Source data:
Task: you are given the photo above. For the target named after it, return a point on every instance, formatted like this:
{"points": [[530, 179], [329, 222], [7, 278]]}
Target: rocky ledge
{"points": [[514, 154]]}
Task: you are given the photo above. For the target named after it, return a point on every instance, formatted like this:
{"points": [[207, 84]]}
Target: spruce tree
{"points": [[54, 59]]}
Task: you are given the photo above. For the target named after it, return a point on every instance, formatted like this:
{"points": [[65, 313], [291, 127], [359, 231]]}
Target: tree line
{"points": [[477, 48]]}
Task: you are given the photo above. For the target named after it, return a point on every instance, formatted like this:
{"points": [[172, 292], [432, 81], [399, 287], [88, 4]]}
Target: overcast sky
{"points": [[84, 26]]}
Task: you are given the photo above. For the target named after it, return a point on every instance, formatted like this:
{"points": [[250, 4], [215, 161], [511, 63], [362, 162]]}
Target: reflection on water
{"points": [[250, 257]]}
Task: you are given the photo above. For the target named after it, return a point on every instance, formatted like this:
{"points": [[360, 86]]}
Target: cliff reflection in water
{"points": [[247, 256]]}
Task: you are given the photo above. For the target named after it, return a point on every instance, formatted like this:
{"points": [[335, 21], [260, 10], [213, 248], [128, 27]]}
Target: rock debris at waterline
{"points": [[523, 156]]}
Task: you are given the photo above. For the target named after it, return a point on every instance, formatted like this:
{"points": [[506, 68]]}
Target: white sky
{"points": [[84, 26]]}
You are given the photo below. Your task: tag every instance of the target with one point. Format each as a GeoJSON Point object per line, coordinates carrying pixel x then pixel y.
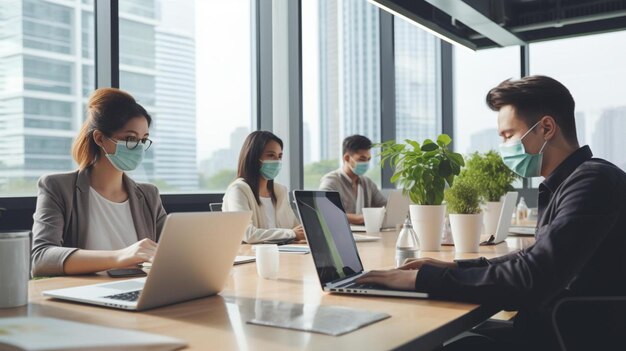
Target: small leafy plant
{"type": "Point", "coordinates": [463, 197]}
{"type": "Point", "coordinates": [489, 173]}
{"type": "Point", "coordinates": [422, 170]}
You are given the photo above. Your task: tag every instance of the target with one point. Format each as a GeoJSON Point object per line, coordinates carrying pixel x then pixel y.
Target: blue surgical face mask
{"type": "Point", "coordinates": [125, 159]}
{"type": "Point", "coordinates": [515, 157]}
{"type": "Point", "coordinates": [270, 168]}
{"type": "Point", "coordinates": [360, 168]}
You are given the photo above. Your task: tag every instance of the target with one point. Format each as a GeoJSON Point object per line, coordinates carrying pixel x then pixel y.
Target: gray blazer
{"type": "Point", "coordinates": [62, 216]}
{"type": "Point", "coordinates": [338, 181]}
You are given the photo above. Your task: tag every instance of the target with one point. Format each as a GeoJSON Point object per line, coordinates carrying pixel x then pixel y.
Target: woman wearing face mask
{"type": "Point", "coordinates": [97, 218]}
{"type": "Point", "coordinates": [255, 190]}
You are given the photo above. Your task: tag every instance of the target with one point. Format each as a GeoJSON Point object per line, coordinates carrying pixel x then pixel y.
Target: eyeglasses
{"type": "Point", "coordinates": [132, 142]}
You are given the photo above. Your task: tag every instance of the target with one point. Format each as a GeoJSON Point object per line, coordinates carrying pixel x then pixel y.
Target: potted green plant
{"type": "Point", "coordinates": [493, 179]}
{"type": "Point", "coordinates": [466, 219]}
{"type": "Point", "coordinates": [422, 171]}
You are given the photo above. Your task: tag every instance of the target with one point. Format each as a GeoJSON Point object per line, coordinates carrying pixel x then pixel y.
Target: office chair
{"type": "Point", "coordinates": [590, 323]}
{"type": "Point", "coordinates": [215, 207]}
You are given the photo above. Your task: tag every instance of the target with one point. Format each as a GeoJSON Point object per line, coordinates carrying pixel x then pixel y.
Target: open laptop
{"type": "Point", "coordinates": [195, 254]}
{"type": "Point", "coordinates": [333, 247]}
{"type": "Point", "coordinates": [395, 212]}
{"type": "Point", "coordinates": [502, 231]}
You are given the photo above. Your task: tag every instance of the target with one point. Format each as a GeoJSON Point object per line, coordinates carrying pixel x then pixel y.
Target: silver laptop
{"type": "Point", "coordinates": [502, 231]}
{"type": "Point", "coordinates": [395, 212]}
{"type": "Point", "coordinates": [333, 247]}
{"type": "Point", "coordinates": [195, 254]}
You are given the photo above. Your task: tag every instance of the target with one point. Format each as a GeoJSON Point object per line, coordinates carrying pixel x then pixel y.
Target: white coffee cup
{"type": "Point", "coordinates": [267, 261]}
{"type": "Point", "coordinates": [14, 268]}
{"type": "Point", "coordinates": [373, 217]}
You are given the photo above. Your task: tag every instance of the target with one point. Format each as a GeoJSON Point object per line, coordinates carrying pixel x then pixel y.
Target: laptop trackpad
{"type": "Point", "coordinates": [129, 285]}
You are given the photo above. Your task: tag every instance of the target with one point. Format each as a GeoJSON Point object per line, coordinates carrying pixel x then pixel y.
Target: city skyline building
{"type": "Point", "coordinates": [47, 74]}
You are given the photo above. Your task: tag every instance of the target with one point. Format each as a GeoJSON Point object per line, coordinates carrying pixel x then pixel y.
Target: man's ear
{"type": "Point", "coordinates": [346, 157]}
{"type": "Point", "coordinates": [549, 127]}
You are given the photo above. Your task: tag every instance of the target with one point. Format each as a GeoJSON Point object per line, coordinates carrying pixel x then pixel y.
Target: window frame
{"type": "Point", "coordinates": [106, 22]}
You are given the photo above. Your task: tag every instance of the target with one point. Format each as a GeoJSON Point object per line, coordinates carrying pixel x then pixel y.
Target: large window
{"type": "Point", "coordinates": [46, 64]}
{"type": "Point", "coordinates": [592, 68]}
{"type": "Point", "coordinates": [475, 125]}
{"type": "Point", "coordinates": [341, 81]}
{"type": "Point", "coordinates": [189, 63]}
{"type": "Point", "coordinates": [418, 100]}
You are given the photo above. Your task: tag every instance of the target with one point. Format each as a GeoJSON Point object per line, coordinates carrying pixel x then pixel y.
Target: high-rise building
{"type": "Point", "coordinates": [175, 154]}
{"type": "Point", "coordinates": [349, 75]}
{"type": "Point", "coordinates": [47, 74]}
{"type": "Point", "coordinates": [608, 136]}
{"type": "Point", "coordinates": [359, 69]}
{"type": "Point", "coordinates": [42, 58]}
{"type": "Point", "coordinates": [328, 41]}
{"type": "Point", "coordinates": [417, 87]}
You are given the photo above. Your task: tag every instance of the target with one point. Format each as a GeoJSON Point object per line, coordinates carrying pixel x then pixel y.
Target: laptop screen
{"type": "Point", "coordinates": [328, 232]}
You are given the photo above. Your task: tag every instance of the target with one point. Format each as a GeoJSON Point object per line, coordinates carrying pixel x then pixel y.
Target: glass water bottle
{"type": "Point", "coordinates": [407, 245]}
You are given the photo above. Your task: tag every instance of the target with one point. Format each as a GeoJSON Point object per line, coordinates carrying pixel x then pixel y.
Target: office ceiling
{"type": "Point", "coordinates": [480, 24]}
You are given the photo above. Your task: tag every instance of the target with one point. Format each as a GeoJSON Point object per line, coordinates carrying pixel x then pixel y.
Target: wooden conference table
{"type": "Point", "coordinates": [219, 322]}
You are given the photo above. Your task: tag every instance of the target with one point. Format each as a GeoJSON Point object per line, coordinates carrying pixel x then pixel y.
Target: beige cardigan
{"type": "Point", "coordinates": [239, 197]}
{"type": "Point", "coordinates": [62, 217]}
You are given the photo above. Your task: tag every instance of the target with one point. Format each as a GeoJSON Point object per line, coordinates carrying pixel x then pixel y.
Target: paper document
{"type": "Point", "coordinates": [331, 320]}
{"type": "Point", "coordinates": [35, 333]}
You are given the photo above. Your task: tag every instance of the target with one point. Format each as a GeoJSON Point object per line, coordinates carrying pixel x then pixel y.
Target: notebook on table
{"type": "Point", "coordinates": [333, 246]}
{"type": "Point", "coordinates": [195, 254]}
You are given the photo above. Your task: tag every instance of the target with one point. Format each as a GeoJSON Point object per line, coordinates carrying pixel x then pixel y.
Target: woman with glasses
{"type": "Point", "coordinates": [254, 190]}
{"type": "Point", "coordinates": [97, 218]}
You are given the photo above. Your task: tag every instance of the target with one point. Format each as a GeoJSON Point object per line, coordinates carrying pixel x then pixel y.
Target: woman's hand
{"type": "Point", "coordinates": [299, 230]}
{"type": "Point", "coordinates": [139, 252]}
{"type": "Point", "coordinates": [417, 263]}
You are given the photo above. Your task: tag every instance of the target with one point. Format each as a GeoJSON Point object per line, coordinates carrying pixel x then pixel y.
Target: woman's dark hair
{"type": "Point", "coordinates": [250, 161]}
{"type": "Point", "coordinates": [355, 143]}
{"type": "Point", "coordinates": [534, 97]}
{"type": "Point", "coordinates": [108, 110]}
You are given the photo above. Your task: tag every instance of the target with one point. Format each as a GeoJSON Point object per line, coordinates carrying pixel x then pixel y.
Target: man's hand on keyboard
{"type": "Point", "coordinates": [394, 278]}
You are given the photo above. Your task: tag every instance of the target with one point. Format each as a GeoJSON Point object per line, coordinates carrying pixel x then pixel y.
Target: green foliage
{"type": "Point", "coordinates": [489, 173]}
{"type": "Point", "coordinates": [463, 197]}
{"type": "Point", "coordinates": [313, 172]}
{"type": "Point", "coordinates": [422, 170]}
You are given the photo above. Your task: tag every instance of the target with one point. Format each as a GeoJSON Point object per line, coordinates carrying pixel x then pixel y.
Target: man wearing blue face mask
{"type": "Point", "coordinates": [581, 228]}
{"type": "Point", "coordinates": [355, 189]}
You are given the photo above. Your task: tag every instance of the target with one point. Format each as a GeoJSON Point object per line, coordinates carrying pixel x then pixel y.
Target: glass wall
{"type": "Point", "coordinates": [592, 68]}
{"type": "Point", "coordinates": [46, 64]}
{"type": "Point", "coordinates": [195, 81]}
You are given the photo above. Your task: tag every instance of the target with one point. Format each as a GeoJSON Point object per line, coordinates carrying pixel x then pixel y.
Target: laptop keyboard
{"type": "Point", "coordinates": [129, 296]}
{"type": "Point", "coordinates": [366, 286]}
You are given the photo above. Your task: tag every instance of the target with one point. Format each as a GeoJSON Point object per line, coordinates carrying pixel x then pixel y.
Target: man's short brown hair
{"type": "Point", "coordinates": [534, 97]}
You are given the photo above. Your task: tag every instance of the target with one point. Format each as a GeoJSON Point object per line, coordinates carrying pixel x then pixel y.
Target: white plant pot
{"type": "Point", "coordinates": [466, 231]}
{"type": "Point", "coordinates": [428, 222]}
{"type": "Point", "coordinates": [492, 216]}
---
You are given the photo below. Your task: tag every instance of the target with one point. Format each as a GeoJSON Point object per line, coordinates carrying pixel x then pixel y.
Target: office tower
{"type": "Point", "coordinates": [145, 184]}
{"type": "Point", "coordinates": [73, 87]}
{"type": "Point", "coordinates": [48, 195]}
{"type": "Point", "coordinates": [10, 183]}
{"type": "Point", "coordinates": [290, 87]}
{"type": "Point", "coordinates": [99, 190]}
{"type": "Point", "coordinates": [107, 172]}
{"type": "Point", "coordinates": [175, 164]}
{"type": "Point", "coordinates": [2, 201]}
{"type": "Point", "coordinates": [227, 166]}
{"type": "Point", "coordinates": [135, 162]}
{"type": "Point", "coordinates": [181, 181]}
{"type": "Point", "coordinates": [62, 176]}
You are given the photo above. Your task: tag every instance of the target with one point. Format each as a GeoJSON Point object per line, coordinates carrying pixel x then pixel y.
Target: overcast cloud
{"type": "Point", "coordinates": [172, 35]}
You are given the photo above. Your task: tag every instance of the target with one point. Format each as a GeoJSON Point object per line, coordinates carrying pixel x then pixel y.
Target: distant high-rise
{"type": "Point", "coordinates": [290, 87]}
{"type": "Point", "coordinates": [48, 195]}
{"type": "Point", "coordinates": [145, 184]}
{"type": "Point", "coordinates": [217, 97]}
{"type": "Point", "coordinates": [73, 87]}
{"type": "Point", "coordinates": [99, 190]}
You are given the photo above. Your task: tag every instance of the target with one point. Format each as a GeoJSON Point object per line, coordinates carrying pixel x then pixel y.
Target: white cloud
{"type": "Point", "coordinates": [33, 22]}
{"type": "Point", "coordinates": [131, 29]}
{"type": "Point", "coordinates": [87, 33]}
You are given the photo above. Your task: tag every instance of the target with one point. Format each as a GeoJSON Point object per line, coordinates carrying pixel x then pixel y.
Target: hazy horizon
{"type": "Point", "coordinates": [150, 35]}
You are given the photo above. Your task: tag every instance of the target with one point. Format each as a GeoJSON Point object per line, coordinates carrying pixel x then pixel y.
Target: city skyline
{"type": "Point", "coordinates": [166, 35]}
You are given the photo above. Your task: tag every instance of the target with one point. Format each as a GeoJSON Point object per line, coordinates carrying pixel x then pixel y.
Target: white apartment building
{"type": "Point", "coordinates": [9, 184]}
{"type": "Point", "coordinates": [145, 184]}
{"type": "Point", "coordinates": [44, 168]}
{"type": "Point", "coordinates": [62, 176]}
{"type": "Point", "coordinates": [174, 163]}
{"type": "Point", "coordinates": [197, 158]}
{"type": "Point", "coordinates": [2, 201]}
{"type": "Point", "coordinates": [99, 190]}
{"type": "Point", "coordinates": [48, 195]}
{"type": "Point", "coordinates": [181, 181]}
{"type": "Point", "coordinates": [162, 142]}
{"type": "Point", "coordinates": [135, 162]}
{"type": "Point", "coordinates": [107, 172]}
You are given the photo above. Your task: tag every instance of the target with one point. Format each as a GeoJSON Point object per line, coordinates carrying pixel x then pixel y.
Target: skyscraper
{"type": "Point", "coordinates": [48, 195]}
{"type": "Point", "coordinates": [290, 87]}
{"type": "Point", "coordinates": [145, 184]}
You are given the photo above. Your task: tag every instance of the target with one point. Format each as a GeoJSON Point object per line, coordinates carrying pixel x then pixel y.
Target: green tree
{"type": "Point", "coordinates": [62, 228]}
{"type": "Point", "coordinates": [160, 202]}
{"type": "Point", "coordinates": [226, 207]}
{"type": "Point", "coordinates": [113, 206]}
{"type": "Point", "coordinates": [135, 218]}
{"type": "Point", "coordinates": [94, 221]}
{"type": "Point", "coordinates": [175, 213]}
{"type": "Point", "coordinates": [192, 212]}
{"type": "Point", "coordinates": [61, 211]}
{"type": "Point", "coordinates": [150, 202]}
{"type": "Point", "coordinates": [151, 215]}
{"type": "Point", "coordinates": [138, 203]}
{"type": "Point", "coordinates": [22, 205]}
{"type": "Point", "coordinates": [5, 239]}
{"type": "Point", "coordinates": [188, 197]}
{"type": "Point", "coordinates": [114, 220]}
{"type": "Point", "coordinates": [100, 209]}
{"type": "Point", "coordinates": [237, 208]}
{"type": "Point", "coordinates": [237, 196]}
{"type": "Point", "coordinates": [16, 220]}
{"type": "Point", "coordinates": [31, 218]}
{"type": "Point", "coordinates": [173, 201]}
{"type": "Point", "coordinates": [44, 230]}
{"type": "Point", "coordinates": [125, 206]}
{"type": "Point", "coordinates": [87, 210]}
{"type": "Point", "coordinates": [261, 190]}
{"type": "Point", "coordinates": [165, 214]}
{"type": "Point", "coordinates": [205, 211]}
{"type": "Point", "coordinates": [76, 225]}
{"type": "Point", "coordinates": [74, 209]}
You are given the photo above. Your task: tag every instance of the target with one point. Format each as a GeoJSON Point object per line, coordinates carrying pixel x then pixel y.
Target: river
...
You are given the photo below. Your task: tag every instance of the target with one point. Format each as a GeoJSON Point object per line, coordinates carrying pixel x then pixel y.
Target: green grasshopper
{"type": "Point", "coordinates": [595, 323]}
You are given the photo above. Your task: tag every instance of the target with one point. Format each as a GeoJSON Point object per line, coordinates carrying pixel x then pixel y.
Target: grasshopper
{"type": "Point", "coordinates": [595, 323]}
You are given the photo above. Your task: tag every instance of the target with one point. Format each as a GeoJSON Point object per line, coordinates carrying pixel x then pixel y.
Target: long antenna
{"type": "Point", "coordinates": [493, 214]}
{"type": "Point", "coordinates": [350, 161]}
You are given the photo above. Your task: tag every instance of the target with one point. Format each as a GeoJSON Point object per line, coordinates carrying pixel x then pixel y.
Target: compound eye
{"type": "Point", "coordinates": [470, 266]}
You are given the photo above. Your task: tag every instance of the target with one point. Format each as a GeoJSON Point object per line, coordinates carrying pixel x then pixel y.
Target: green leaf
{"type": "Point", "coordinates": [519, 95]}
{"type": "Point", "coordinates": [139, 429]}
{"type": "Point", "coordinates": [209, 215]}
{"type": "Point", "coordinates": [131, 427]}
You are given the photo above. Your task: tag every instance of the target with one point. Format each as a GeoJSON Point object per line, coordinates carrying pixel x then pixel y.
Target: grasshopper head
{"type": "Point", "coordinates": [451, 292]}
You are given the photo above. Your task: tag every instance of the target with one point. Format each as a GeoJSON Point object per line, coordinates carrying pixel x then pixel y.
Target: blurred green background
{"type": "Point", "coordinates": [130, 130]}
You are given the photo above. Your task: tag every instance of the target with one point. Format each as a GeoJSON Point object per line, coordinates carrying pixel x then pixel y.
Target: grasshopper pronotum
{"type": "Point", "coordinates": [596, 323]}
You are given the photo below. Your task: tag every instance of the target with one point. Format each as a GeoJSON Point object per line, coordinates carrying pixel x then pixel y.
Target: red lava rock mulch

**What you are asked to do**. Select every line in the records above that contains the word "window", and copy each one out. Case counts.

**Correct answer**.
Target: window frame
Target: large window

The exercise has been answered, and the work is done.